* _WHAT IS REQUIRED_
An exact copy of the data is required, with no pictures in it.

* _EXTRACTED INFORMATION_
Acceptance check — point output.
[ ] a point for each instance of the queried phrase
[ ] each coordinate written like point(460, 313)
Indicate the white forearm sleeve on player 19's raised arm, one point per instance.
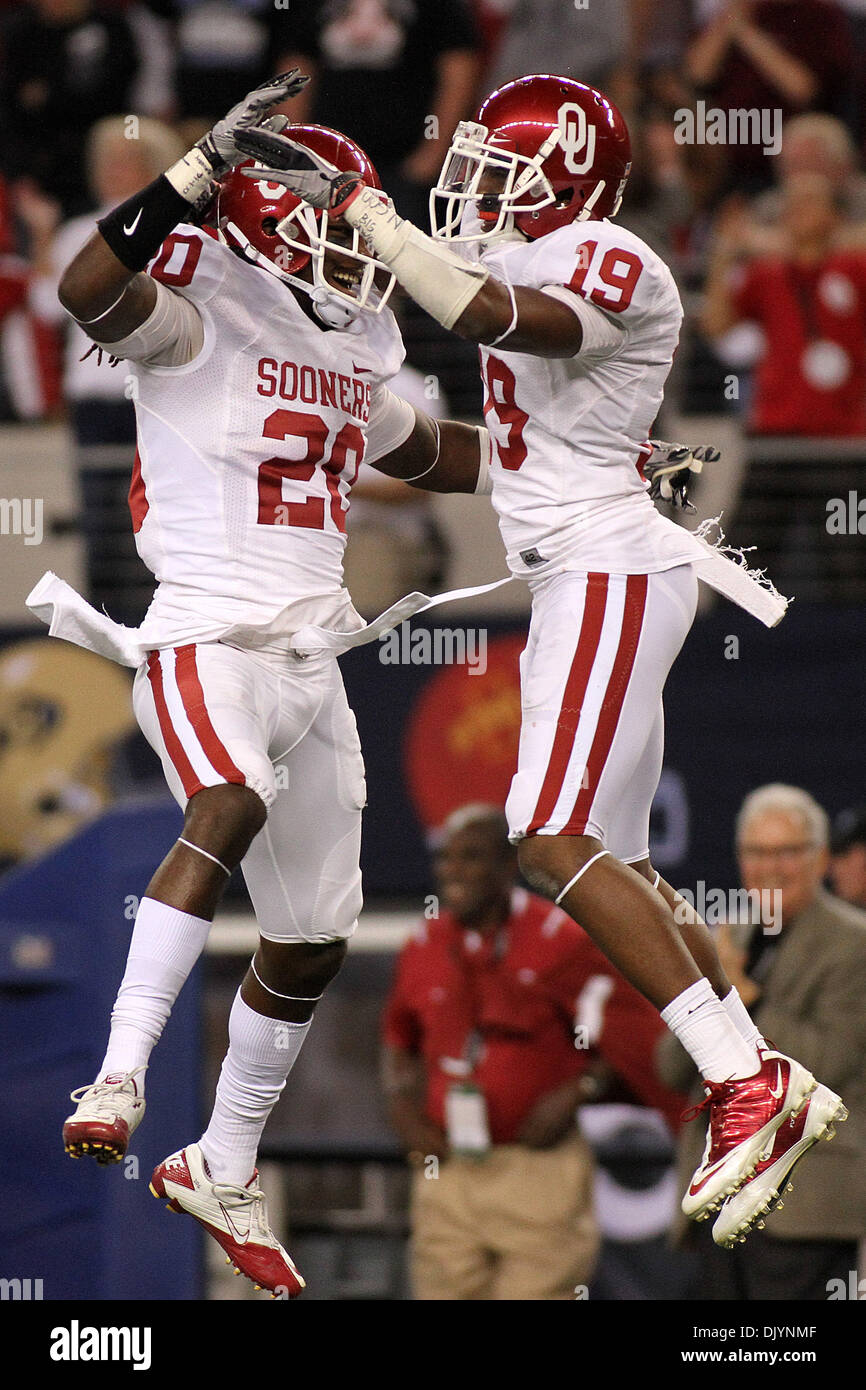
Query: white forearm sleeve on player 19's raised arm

* _SOLUTION FOR THIS PROBLEM_
Acceptance check — point output.
[ ] a point for each instance of the queried phrase
[ ] each coordinate written like point(460, 313)
Indicate the white forearm sleeve on player 19's raised arm, one point per instance.
Query: white forearm sleeve on player 19's raised arm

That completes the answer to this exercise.